Task goal:
From the listing below, output the lines between the one with "point: ivy vine" and the one with "point: stone pavement", including those two, and nothing else. Pictures are not copied.

Task material:
▼

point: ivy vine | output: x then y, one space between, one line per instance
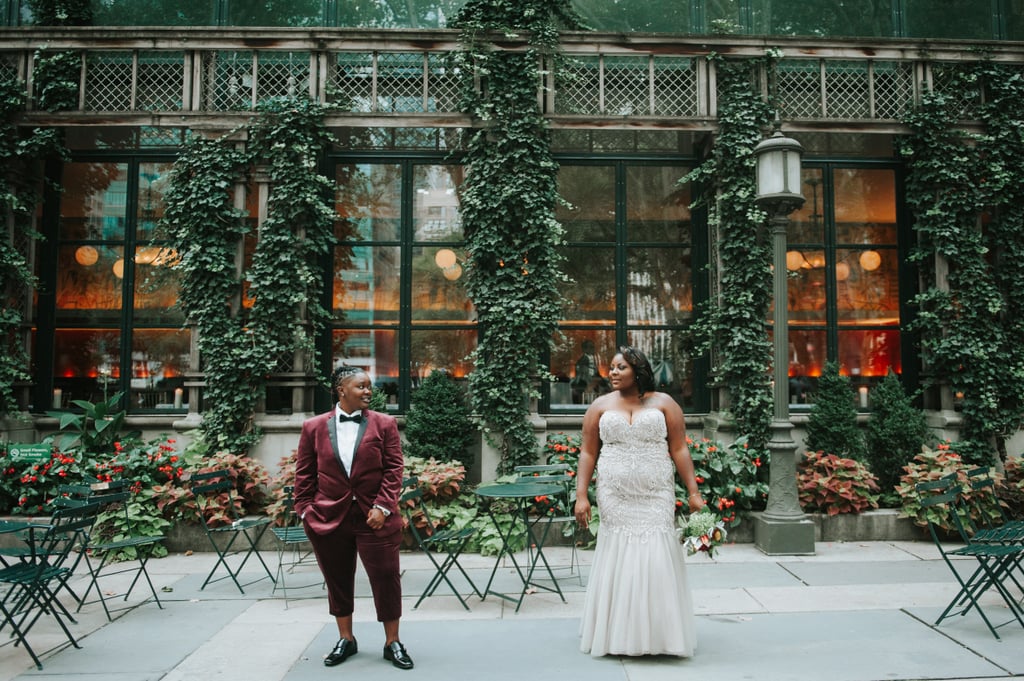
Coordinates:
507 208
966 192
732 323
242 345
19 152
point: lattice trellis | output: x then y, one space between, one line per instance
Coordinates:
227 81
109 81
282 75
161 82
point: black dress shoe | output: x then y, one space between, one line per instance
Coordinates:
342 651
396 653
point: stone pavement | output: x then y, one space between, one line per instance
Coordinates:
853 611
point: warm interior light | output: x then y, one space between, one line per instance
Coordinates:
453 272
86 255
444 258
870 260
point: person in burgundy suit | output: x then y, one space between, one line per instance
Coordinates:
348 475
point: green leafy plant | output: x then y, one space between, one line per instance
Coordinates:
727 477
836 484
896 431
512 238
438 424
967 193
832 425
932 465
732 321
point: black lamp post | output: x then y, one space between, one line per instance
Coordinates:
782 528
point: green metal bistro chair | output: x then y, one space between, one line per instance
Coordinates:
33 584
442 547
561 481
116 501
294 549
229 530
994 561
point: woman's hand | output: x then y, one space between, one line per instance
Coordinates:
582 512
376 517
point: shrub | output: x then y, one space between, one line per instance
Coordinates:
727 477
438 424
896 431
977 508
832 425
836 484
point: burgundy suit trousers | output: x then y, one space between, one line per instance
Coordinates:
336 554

▲
▼

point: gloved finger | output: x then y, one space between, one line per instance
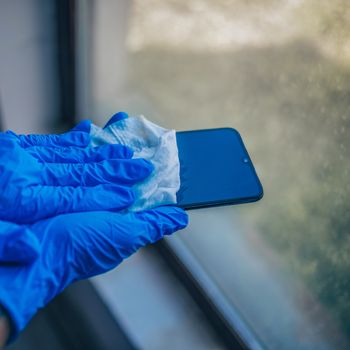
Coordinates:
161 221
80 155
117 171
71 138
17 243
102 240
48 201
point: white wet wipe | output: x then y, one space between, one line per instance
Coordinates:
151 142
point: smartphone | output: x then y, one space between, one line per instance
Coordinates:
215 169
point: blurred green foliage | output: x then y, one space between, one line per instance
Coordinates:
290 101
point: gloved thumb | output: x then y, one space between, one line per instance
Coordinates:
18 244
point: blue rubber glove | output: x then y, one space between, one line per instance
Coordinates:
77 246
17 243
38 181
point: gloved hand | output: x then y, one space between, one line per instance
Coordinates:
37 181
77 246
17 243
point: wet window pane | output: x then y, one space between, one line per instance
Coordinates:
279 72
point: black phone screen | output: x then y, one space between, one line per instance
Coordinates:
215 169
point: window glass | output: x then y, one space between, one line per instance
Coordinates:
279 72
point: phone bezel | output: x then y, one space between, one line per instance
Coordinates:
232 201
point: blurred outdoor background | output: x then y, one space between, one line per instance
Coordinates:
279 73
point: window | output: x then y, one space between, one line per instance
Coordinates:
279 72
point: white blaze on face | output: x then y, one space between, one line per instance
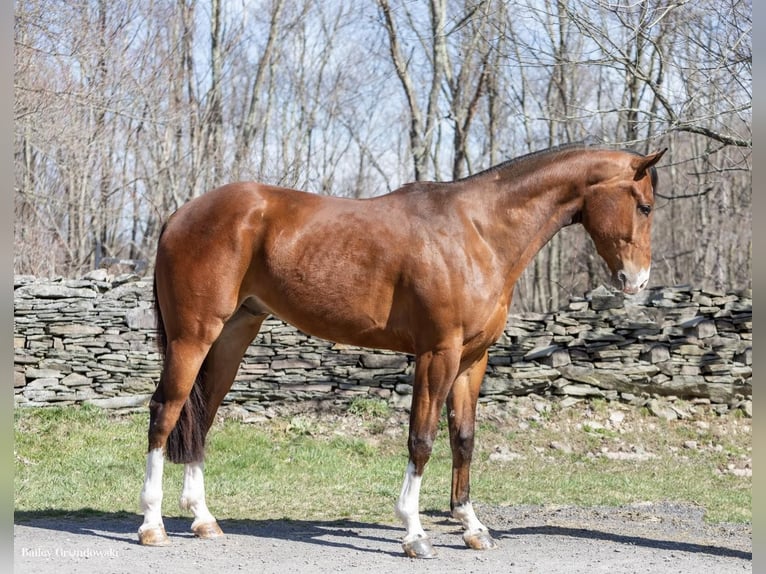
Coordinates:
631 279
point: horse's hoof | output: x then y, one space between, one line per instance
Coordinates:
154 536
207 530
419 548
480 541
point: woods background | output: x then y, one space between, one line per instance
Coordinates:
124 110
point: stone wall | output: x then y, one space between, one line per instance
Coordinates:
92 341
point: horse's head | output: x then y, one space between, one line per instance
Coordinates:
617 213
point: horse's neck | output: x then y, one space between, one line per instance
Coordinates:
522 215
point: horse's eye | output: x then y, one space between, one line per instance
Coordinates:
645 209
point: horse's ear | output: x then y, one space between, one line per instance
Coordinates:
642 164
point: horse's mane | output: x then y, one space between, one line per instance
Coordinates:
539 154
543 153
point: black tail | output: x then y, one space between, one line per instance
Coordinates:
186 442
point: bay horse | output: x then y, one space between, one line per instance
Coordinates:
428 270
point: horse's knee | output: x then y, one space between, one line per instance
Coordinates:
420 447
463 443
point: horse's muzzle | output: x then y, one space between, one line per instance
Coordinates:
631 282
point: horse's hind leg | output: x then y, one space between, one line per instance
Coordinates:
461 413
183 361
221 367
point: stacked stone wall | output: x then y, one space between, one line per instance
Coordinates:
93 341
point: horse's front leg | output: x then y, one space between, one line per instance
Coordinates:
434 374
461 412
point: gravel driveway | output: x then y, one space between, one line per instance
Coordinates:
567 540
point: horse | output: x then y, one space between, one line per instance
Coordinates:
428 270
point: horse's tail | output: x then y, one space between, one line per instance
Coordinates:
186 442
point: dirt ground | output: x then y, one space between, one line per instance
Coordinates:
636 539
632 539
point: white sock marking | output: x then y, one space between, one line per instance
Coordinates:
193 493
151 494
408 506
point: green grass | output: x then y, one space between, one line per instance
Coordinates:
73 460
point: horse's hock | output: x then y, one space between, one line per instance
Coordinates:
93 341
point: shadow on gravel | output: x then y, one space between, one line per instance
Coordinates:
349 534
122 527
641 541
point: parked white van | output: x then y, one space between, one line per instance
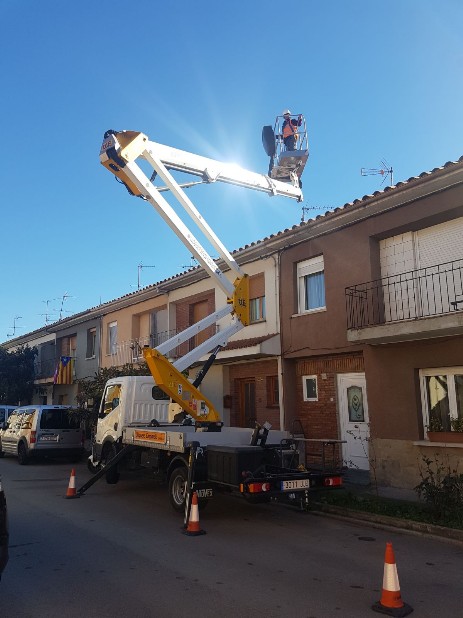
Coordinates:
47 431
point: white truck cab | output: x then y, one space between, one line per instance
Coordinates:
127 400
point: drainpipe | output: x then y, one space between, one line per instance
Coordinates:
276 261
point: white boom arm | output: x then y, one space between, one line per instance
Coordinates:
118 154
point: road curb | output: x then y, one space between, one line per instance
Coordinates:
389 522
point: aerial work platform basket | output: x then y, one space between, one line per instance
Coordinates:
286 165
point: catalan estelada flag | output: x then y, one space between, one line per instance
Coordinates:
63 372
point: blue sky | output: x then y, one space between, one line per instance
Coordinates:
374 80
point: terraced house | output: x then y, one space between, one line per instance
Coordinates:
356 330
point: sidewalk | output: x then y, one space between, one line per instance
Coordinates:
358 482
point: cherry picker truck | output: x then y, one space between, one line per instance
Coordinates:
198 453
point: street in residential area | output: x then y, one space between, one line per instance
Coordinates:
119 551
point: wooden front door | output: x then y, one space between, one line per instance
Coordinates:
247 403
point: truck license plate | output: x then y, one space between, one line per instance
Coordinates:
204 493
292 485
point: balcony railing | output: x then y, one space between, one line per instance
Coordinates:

▲

Task solution:
point: ivy vine | output: x then y, one space between, one line per instance
Coordinates:
507 208
966 192
732 323
242 345
19 152
point: lattice trellis | output: x then y, one space between, one line per instance
Coordinates:
227 81
109 81
282 75
161 82
point: black dress shoe | output: x then y, one space between, one line per instance
Coordinates:
342 651
396 653
point: stone pavement | output: x then y, one space between, one line per instance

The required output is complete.